SELECTED PASSAGE –
Dennis Prager, who interviewed Mario and me about The Spiritual Brain, argues,
Most Americans upon hearing that someone has attended Harvard University assumes that this person is not only smarter than most other people but is actually a more impressive person. That is why, for example, people assume that a Nobel laureate in physics has something particularly intelligent to say about social policy. In fact, there is no reason at all to assume that a Nobel physicist has more insight into health care issues or capital punishment than a high school physics teacher, let alone more insight than a moral theologian. But people, especially the highly educated, do think so. That's why one frequently sees ads advocating some political position signed by Nobel laureates.

Intellectuals, e.g., those with graduate degrees, have among the worst, if not the worst, records on the great moral issues of the past century. Intellectuals such as the widely adulated French intellectual Jean Paul Sartre were far more likely than hardhats to admire butchers of humanity like Stalin and Mao. But this has had no impact on most people's adulation of the intellect and intellectuals.

So, too, the current economic decline was brought about in large measure by people in the financial sector widely regarded as "brilliant." Of course, it turns out that many of them were either dummies, amoral, incompetent, or all three.
Prager is making the classical distinction between being smart and being wise. It is wisdom that is the worthwhile pursuit and the source of whatever real happiness we may find in this life.

By the way, if you want to know what is wrong with modern secular intellectuals, read Paul Johnson's Intellectuals, a magisterial study of people who thought ideas were more important than people, and what really happened.

(Note: No one doubts that clinical developmental delay creates problems with judgement. But it does not follow that brilliance leads to good judgement. The two situations are not commensurate.)

TASK INSTRUCTIONS –
**1)** Decide whether each statement agrees with the passage on smartness and wisdom, answering yes or no and quoting the words that decide it: (a) A Nobel physicist can be assumed to understand health care issues better than a high school physics teacher. (b) Jean Paul Sartre is named as an intellectual who was likely to admire Stalin and Mao. (c) Wisdom is called the worthwhile pursuit.
**2)** Return the stretch of the passage on smartness and wisdom that begins at the words "Prager is making" and stops after the words "what really happened.", copied word for word.
**3)** Translate this sentence from the passage on smartness and wisdom into Spanish: "Prager is making the classical distinction between being smart and being wise."

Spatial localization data
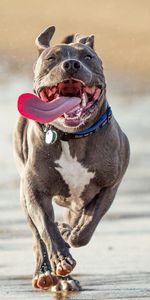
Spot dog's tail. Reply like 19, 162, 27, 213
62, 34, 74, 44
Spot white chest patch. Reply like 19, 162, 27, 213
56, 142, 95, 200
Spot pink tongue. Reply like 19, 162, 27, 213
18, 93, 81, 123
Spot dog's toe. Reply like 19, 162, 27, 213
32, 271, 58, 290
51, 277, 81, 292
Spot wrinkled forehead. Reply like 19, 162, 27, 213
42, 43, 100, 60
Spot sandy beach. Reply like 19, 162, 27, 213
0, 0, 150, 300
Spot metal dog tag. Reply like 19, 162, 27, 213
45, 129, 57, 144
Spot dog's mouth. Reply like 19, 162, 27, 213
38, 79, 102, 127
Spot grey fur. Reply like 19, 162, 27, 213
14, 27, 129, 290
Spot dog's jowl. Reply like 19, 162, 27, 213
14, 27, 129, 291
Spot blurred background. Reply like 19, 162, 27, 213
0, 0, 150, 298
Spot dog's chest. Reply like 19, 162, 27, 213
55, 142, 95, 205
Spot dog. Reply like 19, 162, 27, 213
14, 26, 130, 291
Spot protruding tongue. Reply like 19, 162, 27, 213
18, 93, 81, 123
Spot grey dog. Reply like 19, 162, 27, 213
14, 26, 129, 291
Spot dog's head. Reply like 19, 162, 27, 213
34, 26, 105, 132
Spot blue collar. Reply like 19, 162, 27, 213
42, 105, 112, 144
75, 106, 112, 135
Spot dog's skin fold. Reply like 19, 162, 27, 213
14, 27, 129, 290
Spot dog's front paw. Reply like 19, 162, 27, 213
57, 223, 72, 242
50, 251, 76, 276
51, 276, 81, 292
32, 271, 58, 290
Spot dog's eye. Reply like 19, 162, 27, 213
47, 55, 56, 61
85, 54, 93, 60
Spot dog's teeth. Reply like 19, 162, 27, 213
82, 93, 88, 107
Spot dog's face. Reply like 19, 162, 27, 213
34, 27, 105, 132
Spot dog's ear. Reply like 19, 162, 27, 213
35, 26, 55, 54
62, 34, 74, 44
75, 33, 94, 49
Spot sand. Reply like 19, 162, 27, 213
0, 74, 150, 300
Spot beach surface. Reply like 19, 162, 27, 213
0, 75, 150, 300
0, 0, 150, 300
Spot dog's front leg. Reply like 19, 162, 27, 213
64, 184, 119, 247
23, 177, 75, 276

RESULTS BY TASK –
**1)**
(a) No: "there is no reason at all to assume that a Nobel physicist has more insight into health care issues or capital punishment than a high school physics teacher"
(b) Yes: "Intellectuals such as the widely adulated French intellectual Jean Paul Sartre were far more likely than hardhats to admire butchers of humanity like Stalin and Mao."
(c) Yes: "It is wisdom that is the worthwhile pursuit"

**2)**
Prager is making the classical distinction between being smart and being wise. It is wisdom that is the worthwhile pursuit and the source of whatever real happiness we may find in this life.

By the way, if you want to know what is wrong with modern secular intellectuals, read Paul Johnson's Intellectuals, a magisterial study of people who thought ideas were more important than people, and what really happened.

**3)** Prager está haciendo la distinción clásica entre ser inteligente y ser sabio.